> TASK REQUIREMENTS
Copy out, word for word, the stretch of the records from the line containing "Thank you for the photo. Please point out the crepe" through the end of the records, with both ends included.
### DATA FOR THE TASK
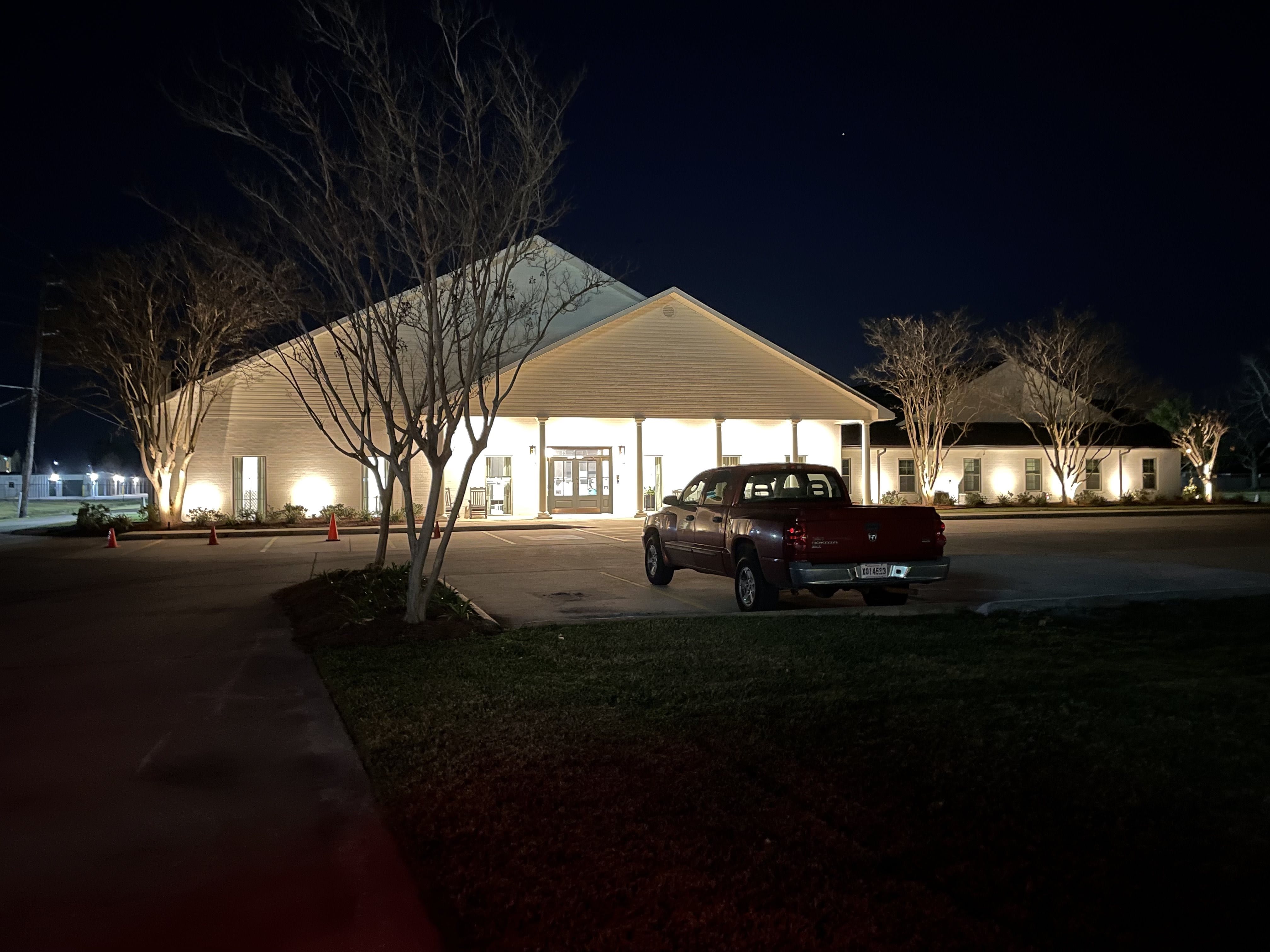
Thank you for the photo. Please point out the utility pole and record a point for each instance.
(28, 459)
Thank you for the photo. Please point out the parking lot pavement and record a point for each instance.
(596, 572)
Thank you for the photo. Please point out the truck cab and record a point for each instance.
(776, 527)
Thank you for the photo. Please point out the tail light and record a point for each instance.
(796, 539)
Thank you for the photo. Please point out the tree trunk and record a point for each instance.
(381, 546)
(417, 609)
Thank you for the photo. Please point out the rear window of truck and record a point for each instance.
(763, 487)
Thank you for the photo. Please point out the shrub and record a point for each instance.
(291, 513)
(204, 517)
(342, 513)
(94, 518)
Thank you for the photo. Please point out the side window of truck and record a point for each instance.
(693, 494)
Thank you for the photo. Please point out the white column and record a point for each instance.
(867, 477)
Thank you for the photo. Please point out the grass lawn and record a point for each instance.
(43, 507)
(830, 782)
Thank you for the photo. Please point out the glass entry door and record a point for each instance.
(498, 484)
(580, 479)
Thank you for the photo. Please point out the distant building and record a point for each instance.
(999, 455)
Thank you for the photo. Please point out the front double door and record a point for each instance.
(581, 480)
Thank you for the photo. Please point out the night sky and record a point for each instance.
(796, 169)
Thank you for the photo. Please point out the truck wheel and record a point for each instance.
(753, 592)
(655, 563)
(882, 597)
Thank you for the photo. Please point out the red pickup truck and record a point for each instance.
(793, 526)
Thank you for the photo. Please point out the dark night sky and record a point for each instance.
(794, 168)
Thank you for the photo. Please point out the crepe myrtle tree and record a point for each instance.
(152, 328)
(411, 179)
(1073, 390)
(1198, 433)
(926, 365)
######
> TASK RESULT
Thank you for the photo. Please point out the crepe myrtle tree and record a point for each instance.
(152, 328)
(411, 179)
(1073, 390)
(1198, 433)
(926, 365)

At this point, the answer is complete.